- _問題 A_:
凝集の解説から、「コロイド粒子が個々の粒子の形」から「接触するため、凝集が起こる.(鈴木敏幸)」までの部分を、両端を含めてそのまま引用しなさい。
- _問題 B_:
凝集の解説によると、同種の粒子間につねに働いている引力は何とよばれるか。

- _文書_:
○ ○ ○ ○ ○
LIBRARY ライブラリー

凝集 [flocculation]

コロイド粒子が個々の粒子の形状を保ったまま集まって、少し隙間のある集合体となること.エマルションサスペンションのようなコロイド分散系が不安定になるときに、最初に起こる現象である.同種の粒子間にはロンドン-ファンデルワールス引力(VA)とよばれる引力がつねに働いている.一方、表面が荷電している粒子のまわりには電気二重層が形成され、粒子が接近すると静電的な反発ポテンシャル(反発力)VRが働く.粒子間に働く力が引力となるか反発力となるかは両者の和(VT=VR+VA)で示される(DLVO理論、→分散).凝集は粒子間に働らく反発力(図中の曲線で示すポテンシャルエネルギーの山、Vm)を越えて粒子どうしが衝突したときに生じる.静電的反発力が強ければエネルギー障壁Vmは、熱運動によるポテンシャルエネルギーkT(Tは絶対温度、kはボルツマン定数)に比べて十分に大きい(高い)ので凝集は生じない.これに対して、熱運動によるポテンシャルエネルギーkTがVmと同じ程度、あるいはVmがそれ以下になると粒子どうしは、反発のエネルギー障壁を越えて接触するため、凝集が起こる.(鈴木敏幸)
○ ○ ○ ○ ○
- _与えられた情報_:
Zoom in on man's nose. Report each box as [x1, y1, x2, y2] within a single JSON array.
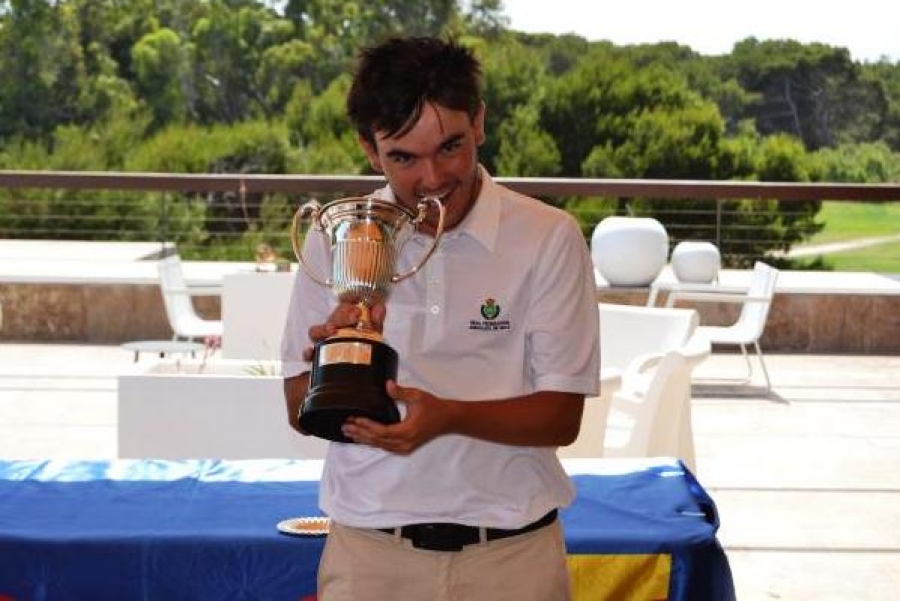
[[422, 159, 444, 192]]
○ ○ ○ ○ ○
- _解答 A_:
コロイド粒子が個々の粒子の形状を保ったまま集まって、少し隙間のある集合体となること.エマルションサスペンションのようなコロイド分散系が不安定になるときに、最初に起こる現象である.同種の粒子間にはロンドン-ファンデルワールス引力(VA)とよばれる引力がつねに働いている.一方、表面が荷電している粒子のまわりには電気二重層が形成され、粒子が接近すると静電的な反発ポテンシャル(反発力)VRが働く.粒子間に働く力が引力となるか反発力となるかは両者の和(VT=VR+VA)で示される(DLVO理論、→分散).凝集は粒子間に働らく反発力(図中の曲線で示すポテンシャルエネルギーの山、Vm)を越えて粒子どうしが衝突したときに生じる.静電的反発力が強ければエネルギー障壁Vmは、熱運動によるポテンシャルエネルギーkT(Tは絶対温度、kはボルツマン定数)に比べて十分に大きい(高い)ので凝集は生じない.これに対して、熱運動によるポテンシャルエネルギーkTがVmと同じ程度、あるいはVmがそれ以下になると粒子どうしは、反発のエネルギー障壁を越えて接触するため、凝集が起こる.(鈴木敏幸)

- _解答 B_:
ロンドン-ファンデルワールス引力(VA)とよばれる。